═══ Listed records

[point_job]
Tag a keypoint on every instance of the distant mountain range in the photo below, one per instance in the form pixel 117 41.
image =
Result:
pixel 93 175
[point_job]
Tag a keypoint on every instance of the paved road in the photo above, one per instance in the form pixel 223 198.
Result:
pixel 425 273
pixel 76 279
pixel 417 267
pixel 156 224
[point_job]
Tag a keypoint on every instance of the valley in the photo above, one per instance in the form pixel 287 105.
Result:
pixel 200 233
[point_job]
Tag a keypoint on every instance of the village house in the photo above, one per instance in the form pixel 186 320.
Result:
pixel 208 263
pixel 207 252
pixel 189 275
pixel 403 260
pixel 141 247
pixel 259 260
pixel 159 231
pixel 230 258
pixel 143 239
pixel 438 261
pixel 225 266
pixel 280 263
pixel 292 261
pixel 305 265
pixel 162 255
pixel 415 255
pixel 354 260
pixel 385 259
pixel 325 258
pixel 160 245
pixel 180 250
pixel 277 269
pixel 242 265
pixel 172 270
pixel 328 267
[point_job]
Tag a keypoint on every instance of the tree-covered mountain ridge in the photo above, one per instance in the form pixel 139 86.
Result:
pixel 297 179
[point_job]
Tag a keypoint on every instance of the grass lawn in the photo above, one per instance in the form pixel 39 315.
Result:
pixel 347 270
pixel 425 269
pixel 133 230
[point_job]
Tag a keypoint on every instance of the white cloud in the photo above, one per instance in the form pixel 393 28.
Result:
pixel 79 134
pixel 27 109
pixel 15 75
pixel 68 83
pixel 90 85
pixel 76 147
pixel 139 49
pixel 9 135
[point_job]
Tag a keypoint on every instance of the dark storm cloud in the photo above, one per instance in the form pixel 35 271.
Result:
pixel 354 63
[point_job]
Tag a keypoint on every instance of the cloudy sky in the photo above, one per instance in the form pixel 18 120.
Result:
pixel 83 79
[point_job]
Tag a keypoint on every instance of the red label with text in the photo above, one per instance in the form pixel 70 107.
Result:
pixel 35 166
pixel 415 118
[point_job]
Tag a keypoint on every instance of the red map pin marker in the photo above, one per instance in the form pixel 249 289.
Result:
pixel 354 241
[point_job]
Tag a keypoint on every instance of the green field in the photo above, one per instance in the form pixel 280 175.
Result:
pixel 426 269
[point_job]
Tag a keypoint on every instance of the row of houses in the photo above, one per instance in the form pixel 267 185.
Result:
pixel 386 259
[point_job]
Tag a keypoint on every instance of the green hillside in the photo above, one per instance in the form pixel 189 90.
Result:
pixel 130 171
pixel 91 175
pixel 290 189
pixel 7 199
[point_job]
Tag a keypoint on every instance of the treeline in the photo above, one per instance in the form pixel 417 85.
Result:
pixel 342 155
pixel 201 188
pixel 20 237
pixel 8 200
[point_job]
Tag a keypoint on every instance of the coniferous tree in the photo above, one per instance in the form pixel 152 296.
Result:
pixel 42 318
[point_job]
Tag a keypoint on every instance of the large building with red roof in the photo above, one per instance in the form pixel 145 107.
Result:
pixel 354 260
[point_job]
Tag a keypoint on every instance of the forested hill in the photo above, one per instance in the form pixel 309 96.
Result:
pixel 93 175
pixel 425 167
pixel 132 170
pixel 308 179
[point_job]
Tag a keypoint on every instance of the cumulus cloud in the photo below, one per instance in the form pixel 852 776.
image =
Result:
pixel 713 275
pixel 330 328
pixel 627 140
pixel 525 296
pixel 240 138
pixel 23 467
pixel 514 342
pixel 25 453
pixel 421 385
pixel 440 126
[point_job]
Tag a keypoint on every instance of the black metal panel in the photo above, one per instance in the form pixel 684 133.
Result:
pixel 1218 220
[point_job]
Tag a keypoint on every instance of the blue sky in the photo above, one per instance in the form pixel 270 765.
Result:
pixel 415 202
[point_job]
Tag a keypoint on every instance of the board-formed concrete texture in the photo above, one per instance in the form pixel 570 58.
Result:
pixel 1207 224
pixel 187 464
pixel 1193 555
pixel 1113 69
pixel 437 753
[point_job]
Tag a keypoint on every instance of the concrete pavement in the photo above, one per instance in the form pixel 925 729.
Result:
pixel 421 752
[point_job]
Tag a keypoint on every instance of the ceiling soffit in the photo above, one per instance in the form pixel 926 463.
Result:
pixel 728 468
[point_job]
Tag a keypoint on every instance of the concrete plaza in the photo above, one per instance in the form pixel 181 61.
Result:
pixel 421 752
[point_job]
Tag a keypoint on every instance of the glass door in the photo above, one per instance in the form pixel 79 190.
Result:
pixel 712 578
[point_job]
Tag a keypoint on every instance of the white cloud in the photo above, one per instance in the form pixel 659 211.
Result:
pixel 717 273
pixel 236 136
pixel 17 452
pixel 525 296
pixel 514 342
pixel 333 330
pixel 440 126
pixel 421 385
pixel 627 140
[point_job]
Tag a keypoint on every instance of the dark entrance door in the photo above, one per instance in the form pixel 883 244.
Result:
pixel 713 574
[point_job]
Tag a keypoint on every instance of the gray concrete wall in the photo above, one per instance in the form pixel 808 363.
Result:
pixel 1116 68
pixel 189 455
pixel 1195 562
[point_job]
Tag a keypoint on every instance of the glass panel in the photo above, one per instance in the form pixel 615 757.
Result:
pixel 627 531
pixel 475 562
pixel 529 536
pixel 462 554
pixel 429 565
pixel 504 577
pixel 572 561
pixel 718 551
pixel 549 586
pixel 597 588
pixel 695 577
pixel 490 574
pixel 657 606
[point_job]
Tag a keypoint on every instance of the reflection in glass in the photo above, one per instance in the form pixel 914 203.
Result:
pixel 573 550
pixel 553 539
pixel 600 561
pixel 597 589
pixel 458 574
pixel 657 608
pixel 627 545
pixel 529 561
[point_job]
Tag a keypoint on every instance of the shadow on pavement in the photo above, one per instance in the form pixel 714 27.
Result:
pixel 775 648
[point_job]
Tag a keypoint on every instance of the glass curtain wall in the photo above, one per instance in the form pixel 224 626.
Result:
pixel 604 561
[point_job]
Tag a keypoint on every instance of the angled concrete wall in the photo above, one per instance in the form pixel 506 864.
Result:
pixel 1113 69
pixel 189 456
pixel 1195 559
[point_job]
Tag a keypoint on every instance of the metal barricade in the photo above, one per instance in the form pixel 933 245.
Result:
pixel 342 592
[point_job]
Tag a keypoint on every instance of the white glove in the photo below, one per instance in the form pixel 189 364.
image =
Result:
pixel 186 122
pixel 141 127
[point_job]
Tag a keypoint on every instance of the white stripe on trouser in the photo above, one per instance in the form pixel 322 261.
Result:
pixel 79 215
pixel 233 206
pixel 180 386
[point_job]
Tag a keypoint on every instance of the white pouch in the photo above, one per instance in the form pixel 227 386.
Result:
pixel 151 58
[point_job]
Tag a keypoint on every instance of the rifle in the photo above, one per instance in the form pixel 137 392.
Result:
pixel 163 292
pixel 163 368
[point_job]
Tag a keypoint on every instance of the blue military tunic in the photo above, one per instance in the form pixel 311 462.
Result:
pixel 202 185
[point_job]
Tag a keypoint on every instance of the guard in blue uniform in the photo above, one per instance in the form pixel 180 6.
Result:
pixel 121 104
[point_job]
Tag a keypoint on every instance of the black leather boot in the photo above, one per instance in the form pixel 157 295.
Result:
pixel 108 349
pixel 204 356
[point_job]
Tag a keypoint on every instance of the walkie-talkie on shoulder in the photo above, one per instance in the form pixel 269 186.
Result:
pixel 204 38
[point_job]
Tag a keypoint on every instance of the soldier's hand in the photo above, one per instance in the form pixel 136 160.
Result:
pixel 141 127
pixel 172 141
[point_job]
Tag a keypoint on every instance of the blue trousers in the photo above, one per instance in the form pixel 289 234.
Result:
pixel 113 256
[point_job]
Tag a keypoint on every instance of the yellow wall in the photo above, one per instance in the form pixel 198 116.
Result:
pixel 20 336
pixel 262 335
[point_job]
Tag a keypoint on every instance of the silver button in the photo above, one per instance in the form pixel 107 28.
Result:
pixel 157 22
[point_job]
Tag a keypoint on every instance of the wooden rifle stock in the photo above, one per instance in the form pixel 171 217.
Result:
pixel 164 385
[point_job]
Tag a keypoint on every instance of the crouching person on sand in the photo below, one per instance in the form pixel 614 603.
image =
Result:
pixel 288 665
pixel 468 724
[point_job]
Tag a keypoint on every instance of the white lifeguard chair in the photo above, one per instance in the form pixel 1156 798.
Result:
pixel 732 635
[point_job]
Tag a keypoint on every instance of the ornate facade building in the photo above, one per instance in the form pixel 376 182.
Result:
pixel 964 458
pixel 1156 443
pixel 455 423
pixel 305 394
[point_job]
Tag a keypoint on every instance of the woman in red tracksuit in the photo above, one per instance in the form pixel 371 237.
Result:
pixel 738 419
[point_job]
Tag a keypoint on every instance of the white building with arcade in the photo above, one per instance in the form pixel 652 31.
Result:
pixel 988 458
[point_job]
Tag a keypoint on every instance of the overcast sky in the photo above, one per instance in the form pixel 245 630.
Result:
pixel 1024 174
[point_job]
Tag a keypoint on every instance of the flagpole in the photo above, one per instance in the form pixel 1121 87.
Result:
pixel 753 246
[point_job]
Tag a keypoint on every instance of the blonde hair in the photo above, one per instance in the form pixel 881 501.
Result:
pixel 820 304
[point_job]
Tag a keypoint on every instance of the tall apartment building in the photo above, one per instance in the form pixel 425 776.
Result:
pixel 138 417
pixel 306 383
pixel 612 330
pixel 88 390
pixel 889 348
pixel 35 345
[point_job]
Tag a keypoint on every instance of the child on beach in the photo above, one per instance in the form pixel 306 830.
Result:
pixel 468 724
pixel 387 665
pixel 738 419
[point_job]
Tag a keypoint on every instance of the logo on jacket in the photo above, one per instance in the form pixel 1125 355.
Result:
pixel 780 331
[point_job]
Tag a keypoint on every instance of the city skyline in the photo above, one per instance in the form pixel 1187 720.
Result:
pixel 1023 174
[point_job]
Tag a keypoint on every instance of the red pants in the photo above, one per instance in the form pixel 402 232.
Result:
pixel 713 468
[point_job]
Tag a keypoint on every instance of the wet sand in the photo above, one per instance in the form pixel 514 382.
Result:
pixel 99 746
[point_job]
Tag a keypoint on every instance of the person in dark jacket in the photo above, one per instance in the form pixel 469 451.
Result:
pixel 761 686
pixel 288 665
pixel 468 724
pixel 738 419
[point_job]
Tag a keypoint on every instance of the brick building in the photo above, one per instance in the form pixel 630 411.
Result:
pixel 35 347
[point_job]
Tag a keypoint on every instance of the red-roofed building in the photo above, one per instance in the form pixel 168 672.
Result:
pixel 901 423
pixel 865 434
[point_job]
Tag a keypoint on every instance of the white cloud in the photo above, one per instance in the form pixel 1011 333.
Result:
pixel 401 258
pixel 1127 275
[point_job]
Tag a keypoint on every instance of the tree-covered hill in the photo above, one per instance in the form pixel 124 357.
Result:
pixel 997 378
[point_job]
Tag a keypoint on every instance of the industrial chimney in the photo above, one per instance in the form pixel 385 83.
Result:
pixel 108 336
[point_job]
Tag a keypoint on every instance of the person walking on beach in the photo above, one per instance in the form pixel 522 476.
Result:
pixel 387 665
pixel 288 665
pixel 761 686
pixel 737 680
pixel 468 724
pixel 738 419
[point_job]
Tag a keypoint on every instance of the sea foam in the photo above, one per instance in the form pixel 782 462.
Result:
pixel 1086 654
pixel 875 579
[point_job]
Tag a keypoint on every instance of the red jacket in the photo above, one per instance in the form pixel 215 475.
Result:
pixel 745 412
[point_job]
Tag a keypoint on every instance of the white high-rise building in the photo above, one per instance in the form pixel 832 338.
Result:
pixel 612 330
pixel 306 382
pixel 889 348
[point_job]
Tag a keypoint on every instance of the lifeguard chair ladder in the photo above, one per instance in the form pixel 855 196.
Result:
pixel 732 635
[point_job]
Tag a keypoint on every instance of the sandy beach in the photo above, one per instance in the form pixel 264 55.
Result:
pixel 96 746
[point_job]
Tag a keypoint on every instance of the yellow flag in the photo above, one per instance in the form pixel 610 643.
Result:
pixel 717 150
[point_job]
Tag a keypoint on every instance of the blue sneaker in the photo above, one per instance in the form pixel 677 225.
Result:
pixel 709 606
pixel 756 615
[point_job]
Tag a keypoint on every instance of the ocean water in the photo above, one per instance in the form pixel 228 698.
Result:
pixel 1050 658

══════

= Problem to solve =
What is needed is a word-for-word copy of the records above, from the first line through the line that contains "Tag a keypoint on every instance of the valley".

= Solution for this problem =
[point_job]
Tag a keypoint on every instance of the distant mountain range in the photo below, one per instance in the form pixel 117 41.
image =
Result:
pixel 93 175
[point_job]
Tag a keypoint on every instance of the paved road in the photo above, one per instance in the form pixel 223 198.
Result:
pixel 425 273
pixel 76 279
pixel 417 267
pixel 156 224
[point_job]
Tag a keypoint on every instance of the valley in the photo above, one per instance in the form pixel 287 105.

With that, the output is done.